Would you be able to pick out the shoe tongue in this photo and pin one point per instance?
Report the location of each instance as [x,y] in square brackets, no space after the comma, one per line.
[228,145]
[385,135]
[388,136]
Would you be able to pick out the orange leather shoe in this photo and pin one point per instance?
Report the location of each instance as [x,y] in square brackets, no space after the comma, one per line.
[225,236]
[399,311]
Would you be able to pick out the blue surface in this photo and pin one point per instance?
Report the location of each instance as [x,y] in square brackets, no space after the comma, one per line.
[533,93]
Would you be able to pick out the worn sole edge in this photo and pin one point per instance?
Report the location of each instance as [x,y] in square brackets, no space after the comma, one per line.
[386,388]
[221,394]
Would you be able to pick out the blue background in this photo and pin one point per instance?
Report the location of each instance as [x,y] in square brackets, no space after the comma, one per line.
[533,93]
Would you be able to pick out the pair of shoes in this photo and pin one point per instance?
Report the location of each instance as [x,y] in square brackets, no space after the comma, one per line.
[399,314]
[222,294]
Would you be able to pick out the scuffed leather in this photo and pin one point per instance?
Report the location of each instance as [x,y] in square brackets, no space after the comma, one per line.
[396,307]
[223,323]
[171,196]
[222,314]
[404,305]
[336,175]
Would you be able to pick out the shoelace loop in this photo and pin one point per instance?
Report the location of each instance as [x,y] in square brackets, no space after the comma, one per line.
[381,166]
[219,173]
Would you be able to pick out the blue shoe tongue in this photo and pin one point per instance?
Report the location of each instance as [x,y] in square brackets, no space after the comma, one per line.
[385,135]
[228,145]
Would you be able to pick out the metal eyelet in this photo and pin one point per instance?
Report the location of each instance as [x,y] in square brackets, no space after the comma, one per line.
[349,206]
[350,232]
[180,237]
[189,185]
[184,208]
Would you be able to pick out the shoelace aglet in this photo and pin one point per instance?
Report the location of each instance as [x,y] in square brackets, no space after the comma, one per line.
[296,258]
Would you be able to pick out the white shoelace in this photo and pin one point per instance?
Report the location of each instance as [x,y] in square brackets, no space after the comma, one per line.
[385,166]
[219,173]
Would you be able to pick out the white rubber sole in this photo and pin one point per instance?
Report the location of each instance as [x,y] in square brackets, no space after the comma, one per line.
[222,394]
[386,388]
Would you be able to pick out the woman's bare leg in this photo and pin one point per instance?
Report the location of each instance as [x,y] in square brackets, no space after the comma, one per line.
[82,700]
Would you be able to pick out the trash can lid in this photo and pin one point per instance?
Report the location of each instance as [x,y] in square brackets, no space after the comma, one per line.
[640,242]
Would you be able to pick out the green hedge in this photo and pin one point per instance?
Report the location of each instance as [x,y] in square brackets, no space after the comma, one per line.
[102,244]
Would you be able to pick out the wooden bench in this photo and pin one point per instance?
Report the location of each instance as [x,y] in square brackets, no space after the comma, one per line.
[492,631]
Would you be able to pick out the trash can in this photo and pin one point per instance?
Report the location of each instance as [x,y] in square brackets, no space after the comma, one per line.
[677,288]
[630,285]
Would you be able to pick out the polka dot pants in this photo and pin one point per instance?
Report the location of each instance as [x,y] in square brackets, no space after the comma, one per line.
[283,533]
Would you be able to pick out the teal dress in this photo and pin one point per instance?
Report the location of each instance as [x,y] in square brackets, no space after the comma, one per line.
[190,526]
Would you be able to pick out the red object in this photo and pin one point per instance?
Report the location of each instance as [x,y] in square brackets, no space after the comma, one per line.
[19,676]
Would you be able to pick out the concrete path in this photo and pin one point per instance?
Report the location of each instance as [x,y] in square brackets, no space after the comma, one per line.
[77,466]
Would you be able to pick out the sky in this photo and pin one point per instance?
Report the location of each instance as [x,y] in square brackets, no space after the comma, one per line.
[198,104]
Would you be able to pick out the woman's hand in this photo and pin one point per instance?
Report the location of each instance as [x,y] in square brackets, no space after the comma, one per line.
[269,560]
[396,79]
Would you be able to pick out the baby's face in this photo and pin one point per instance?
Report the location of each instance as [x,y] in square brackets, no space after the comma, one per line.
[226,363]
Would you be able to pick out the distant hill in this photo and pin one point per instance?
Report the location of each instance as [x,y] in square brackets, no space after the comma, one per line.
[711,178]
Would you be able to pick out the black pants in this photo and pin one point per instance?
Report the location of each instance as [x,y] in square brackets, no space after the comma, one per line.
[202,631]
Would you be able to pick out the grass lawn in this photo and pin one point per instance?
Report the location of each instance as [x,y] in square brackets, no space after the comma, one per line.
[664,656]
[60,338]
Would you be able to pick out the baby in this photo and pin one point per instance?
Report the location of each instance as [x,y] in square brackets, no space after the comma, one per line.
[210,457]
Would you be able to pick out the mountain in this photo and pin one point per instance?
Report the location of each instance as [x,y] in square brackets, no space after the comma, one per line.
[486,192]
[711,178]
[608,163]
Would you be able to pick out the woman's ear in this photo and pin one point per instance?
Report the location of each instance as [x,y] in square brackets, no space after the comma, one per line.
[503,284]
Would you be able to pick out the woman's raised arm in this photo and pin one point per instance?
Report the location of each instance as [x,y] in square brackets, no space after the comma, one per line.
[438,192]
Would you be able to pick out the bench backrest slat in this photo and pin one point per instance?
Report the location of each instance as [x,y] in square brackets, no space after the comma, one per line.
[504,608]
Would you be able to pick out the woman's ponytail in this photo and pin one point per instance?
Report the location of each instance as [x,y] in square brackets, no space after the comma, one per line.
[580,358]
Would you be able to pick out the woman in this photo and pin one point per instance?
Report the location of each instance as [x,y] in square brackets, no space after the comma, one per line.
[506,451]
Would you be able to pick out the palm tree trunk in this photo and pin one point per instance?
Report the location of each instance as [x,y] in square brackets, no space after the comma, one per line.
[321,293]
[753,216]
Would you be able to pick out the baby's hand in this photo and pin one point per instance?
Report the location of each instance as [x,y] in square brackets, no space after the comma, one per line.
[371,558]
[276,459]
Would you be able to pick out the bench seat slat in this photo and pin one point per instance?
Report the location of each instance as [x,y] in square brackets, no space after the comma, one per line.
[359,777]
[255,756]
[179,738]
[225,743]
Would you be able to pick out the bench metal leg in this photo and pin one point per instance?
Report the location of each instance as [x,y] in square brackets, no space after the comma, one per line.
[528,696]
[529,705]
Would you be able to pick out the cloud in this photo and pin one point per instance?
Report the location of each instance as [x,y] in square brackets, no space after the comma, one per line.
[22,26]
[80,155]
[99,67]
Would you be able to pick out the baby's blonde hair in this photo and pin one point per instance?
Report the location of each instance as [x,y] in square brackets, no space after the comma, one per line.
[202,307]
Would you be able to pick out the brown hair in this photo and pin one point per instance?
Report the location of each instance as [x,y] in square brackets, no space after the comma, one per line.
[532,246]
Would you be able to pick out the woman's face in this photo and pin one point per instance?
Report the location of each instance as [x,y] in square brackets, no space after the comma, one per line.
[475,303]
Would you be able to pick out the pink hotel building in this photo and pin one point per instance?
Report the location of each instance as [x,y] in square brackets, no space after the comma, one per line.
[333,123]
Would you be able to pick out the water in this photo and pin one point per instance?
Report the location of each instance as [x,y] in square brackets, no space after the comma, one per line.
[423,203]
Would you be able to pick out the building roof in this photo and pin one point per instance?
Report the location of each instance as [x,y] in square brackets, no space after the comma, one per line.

○ ○ ○ ○ ○ ○ ○

PROBLEM TO SOLVE
Locate the line that contains "Would you be able to pick out the woman's face". Repeat it and every line after it, up to and including the final line, exactly.

TASK OUTPUT
Would you be able to pick out the woman's face in this photo and pin one point per instance?
Report the location of each instance as [x,y] in square brackets, no space after the comma, one per line.
[475,303]
Would you be able to pick out the pink hotel building in this photo and pin one point per instance?
Report the location of each instance as [x,y] in square brackets, no space after the comma, one per line.
[333,123]
Would you be able to pick out the water in this photo and pin one point per instance?
Report the location of each instance as [x,y] in square brackets, no space after the comma, one per line.
[423,203]
Would you be able to pick out the building roof in this photo and pin one point per instance?
Report the location of each instance as [x,y] in square brackets, no space after the comma, one per line.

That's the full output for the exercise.